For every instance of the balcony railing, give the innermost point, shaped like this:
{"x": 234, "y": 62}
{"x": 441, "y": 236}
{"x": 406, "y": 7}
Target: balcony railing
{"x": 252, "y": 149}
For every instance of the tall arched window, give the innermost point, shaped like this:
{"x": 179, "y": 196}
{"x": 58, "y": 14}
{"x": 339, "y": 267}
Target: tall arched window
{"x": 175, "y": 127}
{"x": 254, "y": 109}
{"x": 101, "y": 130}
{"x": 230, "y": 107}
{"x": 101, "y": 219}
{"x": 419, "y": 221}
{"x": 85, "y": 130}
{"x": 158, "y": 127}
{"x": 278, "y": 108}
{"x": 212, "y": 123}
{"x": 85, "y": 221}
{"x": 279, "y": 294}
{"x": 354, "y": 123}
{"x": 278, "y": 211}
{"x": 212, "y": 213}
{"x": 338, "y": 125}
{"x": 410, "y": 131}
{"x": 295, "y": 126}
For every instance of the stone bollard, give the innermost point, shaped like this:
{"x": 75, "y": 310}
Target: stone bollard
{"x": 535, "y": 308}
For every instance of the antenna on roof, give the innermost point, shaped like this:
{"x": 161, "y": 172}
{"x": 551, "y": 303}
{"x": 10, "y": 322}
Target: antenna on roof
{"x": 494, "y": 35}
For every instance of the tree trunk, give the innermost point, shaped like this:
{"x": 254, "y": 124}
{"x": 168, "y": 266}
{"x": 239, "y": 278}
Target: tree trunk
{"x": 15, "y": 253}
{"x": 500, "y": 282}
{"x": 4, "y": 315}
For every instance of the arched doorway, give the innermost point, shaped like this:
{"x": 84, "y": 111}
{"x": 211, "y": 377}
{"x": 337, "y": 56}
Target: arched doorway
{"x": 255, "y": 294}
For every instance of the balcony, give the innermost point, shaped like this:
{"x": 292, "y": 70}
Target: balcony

────────────────────

*Exercise objective*.
Repeat the line containing "Target: stone bollard" and all subsequent lines through the final line of the data, exactly and with no others.

*Answer area*.
Target: stone bollard
{"x": 535, "y": 308}
For every instance of the antenna on roof, give the innermost point, shaped like this:
{"x": 161, "y": 172}
{"x": 551, "y": 303}
{"x": 10, "y": 322}
Target: antenna on roof
{"x": 494, "y": 35}
For every instance of the tree trunk, give the innermost point, shaped like this:
{"x": 254, "y": 124}
{"x": 168, "y": 266}
{"x": 239, "y": 278}
Target: tree trunk
{"x": 15, "y": 253}
{"x": 500, "y": 282}
{"x": 4, "y": 315}
For every instance of the arched doorway, give the innermost point, shaped like this:
{"x": 84, "y": 111}
{"x": 211, "y": 377}
{"x": 337, "y": 56}
Target: arched doorway
{"x": 255, "y": 294}
For every instance of the balcony, give the innermost point, shaped like this:
{"x": 292, "y": 70}
Target: balcony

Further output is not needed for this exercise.